→ **What to work on**:
A verbatim copy of the entries is the required answer.
====== Provided records
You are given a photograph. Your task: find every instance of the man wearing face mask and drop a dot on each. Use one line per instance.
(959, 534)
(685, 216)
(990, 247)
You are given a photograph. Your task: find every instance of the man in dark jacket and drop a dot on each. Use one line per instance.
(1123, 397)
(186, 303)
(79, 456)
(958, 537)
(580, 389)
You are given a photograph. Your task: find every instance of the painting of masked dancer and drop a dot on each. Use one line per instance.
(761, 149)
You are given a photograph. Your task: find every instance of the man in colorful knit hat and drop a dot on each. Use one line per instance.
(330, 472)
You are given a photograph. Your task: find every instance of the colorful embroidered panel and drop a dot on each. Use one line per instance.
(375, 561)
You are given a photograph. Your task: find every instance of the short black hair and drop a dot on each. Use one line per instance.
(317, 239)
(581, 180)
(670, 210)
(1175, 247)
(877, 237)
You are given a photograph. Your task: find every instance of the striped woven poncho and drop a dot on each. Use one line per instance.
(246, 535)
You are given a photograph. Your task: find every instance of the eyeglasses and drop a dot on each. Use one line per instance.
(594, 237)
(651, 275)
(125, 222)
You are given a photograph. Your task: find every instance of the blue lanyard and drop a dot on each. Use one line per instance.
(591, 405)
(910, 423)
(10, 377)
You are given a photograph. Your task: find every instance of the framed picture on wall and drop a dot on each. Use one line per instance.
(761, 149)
============
→ **Exercise result**:
You are given a photograph. Your task: find every instance of the man wearing face mask and drop a dot on each. Use one line per instance.
(959, 534)
(685, 216)
(990, 247)
You are given a photograph. Your task: find every instance of the man in dark jacket and drop a dot on each. Use one line per instance.
(1123, 397)
(186, 303)
(79, 456)
(958, 537)
(580, 389)
You are given a photograph. Your task: find every instance of the painting of masked dancer and drop a dot on each. Use one line per instance.
(761, 149)
You are given a photograph. Your task: find every instance of the man in colorful knit hat and drop a dot on each. Use one line per instance.
(330, 472)
You are given a photograph. Your task: find every instance of the colorful embroidered panel and drop a dot on each. Use one line per instance.
(375, 561)
You are given a photograph. Your task: find every instance of the short black hair and drop a dot on each. Use one line per instance.
(317, 239)
(581, 180)
(670, 210)
(1175, 247)
(877, 237)
You are given a photograph. Your task: find every instance of the striped woven poncho and drop a dot on each. Use one line per instance.
(246, 535)
You are given a photograph. Your task: find every instance of the eyeglasses and drop a dot on each. Use one line per instance.
(594, 237)
(651, 275)
(125, 222)
You are given a photograph. Your task: find every instance of the blue lanyard and drop a dot on each. Use one line per instance.
(591, 405)
(910, 423)
(10, 377)
You are given a photograph. Your task: find every instance of the framed picture on wall and drop a dot on each. Use one line per instance.
(761, 149)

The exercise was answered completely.